* [Textauszug]:

Altes Loslassen und Neues Aufnehmen
Der Bauer arbeitet fleißig auf seinem Feld, indem er den Boden bearbeit und bestellt. Er tut dies um Schädlinge abzuwehren und dafür zu sorgen, dass die Pflanzen gut gedeihen. Auch bei Qi Gong kommt man nicht umhin täglich zu arbeiten, damit die schädlichen Einflüsse eliminiert werden. Der frühe Morgen ist nicht nur für den Bauern die wichtigste Zeit, sondern auch für den Qi Gong Übenden. Zu Beginn des Tages geht die „Saat“ des Qi am besten auf und bildet starke, gesunde Wurzeln bis tief in die Erde.

* [Vorliegende Zeilen]:
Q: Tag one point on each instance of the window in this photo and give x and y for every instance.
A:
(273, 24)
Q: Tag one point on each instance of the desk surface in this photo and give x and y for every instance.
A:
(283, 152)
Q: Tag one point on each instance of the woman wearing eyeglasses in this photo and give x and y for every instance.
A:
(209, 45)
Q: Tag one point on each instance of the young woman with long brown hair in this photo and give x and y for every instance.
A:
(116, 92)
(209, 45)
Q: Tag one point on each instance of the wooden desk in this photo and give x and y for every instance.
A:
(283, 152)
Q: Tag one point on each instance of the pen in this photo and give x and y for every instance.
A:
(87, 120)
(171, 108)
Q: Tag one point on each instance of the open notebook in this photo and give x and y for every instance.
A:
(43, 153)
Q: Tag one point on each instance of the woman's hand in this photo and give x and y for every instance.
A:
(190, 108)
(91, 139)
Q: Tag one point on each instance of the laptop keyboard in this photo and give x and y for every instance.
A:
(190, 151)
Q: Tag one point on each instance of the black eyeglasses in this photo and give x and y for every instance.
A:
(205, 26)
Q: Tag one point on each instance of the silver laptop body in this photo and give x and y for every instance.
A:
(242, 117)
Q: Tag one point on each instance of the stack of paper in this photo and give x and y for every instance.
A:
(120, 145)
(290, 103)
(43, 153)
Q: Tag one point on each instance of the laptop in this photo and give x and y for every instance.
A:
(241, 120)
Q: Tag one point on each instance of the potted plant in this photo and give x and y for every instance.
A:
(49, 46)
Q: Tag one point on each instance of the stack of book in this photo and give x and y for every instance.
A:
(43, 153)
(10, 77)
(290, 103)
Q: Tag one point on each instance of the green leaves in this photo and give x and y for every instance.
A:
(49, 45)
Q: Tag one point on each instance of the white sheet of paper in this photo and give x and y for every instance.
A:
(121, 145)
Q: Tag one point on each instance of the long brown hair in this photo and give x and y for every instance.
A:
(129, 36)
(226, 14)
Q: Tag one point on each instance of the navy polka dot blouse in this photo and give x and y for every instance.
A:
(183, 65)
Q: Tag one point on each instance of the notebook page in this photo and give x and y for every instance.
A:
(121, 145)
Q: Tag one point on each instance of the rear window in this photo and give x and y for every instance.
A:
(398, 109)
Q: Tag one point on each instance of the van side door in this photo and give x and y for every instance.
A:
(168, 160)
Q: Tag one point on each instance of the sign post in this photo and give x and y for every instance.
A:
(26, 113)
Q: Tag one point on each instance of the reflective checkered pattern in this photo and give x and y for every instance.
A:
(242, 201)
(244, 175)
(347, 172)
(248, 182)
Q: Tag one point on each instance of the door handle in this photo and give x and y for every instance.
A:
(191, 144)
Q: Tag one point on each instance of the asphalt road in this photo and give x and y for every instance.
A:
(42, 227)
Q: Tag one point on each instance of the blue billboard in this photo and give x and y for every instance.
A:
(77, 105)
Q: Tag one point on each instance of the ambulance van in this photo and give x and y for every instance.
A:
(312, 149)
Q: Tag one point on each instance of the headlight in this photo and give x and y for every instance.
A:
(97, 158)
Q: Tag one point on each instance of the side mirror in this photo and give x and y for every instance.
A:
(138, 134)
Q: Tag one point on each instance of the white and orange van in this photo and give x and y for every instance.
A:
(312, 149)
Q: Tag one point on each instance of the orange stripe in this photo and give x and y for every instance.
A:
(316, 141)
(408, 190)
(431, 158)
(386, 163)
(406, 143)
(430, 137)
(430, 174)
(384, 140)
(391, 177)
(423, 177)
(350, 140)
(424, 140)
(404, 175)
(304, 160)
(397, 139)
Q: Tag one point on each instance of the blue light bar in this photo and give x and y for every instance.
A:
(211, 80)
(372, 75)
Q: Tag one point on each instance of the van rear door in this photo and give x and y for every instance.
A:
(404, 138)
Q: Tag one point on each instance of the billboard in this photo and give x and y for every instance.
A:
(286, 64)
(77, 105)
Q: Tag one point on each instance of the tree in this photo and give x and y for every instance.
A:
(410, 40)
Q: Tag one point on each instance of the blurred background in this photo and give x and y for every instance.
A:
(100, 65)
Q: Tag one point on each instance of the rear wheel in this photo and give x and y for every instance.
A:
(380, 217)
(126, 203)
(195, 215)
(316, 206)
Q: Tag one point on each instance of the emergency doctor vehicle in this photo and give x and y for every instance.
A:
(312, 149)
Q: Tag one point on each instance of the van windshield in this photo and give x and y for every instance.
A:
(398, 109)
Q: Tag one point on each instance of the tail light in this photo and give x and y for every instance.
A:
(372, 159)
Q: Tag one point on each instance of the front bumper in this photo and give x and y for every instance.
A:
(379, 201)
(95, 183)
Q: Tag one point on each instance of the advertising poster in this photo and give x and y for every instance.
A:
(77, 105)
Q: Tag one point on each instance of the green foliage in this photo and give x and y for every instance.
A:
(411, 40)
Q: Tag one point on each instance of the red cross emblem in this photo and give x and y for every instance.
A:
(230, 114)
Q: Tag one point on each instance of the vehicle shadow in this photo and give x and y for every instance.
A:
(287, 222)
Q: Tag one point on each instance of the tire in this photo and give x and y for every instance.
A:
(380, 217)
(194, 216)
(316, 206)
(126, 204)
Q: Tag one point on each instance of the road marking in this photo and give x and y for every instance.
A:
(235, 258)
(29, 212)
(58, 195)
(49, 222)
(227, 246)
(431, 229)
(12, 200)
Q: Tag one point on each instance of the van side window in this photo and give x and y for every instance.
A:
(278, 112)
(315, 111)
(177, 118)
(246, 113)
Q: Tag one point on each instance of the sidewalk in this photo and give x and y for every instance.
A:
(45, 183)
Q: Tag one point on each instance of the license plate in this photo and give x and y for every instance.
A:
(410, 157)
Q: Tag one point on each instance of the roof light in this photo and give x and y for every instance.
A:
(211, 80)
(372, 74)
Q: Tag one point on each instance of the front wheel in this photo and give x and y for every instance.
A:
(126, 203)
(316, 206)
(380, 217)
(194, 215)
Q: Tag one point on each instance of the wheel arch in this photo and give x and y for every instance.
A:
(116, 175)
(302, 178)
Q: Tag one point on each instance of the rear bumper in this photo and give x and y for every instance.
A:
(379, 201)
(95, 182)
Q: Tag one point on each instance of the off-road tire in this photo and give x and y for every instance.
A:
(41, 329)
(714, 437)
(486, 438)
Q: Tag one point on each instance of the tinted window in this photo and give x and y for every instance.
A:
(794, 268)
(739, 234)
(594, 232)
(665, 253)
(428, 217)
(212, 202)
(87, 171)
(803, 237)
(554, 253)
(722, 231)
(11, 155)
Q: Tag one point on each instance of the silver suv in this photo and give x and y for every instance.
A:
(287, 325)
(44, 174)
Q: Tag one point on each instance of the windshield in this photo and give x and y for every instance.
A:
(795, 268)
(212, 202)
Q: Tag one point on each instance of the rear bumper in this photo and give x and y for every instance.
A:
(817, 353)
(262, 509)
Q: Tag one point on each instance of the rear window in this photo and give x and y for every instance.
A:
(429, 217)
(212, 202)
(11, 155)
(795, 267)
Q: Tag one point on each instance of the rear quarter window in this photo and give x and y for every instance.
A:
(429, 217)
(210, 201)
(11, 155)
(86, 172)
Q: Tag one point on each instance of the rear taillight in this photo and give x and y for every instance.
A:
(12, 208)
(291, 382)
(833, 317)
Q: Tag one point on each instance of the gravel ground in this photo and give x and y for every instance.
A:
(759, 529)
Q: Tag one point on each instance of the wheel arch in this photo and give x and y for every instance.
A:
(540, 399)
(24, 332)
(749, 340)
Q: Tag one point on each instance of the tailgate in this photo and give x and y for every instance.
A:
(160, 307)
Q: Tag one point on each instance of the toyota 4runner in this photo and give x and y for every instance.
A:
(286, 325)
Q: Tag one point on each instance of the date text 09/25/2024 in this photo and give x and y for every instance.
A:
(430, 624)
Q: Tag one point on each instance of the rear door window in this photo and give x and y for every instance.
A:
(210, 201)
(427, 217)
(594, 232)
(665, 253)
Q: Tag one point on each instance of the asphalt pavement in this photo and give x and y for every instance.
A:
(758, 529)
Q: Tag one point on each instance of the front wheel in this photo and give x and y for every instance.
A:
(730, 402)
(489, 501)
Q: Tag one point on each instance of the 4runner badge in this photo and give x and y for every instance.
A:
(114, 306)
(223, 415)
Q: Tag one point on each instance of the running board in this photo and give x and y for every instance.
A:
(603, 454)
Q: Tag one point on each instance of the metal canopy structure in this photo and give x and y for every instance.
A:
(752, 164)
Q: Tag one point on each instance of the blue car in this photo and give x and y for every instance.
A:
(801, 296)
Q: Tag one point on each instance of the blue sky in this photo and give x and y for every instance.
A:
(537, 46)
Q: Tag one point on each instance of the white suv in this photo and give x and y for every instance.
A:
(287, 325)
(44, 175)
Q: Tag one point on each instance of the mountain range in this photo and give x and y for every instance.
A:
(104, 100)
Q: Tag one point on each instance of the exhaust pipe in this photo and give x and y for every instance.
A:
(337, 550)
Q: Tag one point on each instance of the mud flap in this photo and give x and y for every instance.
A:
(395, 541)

* [Verständnis prüfen]:
**1.** Gib aus dem Text über Qi Gong alles von „Altes Loslassen und“ bis hinunter zu „in die Erde.“ wortgetreu wieder.
**2.** Beantworte bitte diese Fragen zum Text über Qi Gong:
(a) Welche Tageszeit ist laut Text die wichtigste?
(b) Mit welchem Ziel bearbeitet und bestellt der Bauer den Boden?
(c) Was bildet die „Saat“ des Qi zu Beginn des Tages?

* [Lösungen]:
**1.**
Altes Loslassen und Neues Aufnehmen
Der Bauer arbeitet fleißig auf seinem Feld, indem er den Boden bearbeit und bestellt. Er tut dies um Schädlinge abzuwehren und dafür zu sorgen, dass die Pflanzen gut gedeihen. Auch bei Qi Gong kommt man nicht umhin täglich zu arbeiten, damit die schädlichen Einflüsse eliminiert werden. Der frühe Morgen ist nicht nur für den Bauern die wichtigste Zeit, sondern auch für den Qi Gong Übenden. Zu Beginn des Tages geht die „Saat“ des Qi am besten auf und bildet starke, gesunde Wurzeln bis tief in die Erde.

**2.**
(a) Der frühe Morgen.
(b) Um Schädlinge abzuwehren und dafür zu sorgen, dass die Pflanzen gut gedeihen.
(c) Starke, gesunde Wurzeln bis tief in die Erde.